▶ [Problem statement]:
Reproduce the records, starting at the beginning and ending with the line that contains "278], [123, 304]]]", with both ends included. Keep every request line unchanged, multiply each vertex coordinate in the answers by 2.55 and round it to a whole number with halves rounded up, and leave the pictures out.

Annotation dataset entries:
-- BEGIN --
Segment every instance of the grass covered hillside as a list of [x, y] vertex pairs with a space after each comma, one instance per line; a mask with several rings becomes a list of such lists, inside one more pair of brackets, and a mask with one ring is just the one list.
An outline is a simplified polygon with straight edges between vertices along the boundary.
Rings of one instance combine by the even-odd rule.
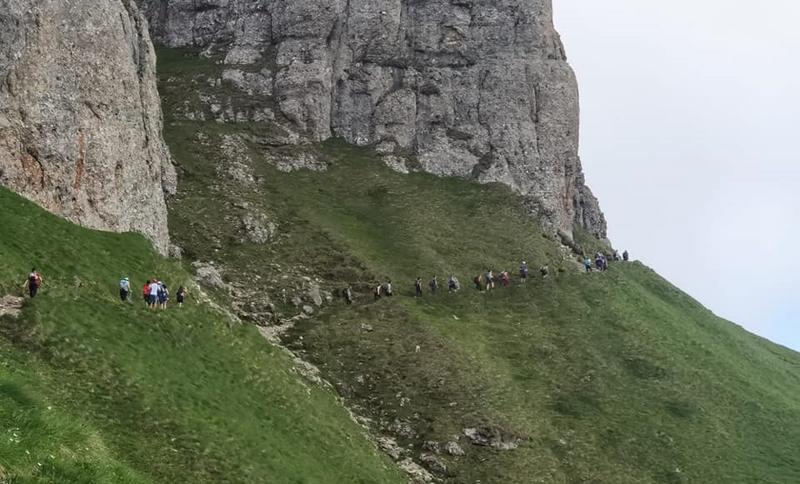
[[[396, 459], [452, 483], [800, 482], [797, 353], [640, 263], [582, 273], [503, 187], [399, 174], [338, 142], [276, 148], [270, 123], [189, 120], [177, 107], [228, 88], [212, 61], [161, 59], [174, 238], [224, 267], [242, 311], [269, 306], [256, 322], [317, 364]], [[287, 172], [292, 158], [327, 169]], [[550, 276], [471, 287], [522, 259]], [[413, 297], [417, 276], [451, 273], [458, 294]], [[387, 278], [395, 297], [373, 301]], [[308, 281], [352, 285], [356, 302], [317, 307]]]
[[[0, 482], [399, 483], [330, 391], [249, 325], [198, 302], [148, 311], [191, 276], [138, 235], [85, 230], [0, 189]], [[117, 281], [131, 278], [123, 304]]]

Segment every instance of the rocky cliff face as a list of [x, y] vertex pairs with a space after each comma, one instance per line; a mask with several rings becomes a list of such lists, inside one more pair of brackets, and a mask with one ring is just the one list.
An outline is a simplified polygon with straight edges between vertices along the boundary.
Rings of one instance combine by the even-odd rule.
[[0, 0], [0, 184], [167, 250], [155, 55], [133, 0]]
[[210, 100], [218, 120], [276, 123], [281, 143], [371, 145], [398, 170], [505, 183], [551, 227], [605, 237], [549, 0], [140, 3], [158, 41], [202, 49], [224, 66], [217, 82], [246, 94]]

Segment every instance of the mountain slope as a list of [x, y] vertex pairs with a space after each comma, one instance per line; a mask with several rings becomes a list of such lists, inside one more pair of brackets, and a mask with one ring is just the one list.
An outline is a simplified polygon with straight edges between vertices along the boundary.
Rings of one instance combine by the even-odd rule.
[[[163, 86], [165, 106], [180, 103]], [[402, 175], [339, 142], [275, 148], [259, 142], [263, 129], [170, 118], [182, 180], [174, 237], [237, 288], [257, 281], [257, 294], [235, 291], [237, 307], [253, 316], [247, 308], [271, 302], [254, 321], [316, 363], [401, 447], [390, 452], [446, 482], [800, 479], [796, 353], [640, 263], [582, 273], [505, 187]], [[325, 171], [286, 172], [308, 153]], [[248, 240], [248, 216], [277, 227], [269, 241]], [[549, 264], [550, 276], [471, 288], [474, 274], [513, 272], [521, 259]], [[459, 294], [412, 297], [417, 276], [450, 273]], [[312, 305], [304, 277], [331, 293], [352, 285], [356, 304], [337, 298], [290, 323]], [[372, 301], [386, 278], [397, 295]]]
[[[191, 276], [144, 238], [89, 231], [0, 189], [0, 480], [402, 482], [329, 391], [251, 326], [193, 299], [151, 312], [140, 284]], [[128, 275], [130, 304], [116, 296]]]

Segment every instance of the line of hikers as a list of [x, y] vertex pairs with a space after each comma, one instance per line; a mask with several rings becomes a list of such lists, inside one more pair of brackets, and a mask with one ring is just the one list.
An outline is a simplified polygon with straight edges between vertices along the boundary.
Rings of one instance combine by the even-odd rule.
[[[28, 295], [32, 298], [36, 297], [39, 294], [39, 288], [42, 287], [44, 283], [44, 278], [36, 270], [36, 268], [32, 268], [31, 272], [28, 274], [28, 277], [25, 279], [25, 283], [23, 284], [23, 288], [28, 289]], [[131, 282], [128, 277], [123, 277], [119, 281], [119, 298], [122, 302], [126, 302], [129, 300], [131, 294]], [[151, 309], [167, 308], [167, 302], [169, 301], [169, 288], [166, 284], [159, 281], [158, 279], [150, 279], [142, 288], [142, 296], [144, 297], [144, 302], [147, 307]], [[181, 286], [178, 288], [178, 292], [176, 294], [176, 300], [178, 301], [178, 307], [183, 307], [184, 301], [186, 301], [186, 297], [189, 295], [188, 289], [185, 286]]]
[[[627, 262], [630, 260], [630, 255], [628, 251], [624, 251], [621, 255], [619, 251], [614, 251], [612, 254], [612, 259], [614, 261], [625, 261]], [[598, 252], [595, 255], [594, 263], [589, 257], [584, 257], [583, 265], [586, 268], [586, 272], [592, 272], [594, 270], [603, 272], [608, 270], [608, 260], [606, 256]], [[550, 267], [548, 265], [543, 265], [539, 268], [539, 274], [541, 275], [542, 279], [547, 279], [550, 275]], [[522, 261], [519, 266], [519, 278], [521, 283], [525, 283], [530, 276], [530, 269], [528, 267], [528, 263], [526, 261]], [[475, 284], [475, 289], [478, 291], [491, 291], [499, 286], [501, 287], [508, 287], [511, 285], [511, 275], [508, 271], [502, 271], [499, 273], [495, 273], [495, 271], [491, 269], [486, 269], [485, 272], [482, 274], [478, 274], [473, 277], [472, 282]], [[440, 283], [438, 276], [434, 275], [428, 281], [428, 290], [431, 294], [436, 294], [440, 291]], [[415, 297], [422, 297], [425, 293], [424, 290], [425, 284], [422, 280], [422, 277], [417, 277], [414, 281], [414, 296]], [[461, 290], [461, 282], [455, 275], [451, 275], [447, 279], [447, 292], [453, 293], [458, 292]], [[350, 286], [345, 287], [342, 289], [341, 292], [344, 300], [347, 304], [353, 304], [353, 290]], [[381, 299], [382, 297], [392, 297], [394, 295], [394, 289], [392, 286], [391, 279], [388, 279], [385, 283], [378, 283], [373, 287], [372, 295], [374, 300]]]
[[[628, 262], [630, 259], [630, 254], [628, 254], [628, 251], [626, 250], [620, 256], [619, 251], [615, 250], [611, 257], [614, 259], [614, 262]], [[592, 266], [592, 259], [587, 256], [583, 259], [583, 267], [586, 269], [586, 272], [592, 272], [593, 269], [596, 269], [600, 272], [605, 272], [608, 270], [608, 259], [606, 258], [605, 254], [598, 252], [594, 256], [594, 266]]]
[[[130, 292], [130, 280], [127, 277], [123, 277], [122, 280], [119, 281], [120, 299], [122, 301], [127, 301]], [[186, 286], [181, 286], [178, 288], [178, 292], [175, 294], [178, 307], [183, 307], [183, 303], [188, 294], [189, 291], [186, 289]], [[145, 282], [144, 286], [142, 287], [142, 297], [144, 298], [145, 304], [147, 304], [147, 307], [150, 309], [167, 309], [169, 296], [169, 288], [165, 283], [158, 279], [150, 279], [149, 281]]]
-- END --
▶ [Exercise result]:
Segment every instance of the grass covered hillside as a list of [x, y] vertex pairs with a space after each comma, one instance per line; a mask with several rings becomes a list of such lists, inside one more pair of brackets, and a mask with one ring is just the one list.
An outline is a simplified polygon with straight edges between vertices along the boundary.
Rings of one instance combine by the even-odd rule.
[[[1010, 1170], [1153, 1232], [2040, 1229], [2032, 900], [1632, 671], [1484, 696], [1283, 477], [1017, 444], [862, 362], [704, 377], [689, 314], [482, 306], [451, 273], [581, 224], [541, 156], [411, 150], [444, 607], [571, 681], [617, 793], [686, 780], [653, 821], [808, 928]], [[732, 439], [745, 403], [834, 431]], [[1403, 704], [1201, 732], [1331, 660]], [[1053, 757], [1063, 704], [1150, 696], [1168, 750]], [[987, 709], [1007, 757], [951, 768]], [[785, 717], [898, 727], [908, 770], [808, 783]]]
[[[0, 1229], [1017, 1232], [842, 997], [635, 829], [505, 770], [377, 793], [487, 704], [352, 599], [217, 587], [0, 482]], [[298, 717], [334, 709], [314, 775]]]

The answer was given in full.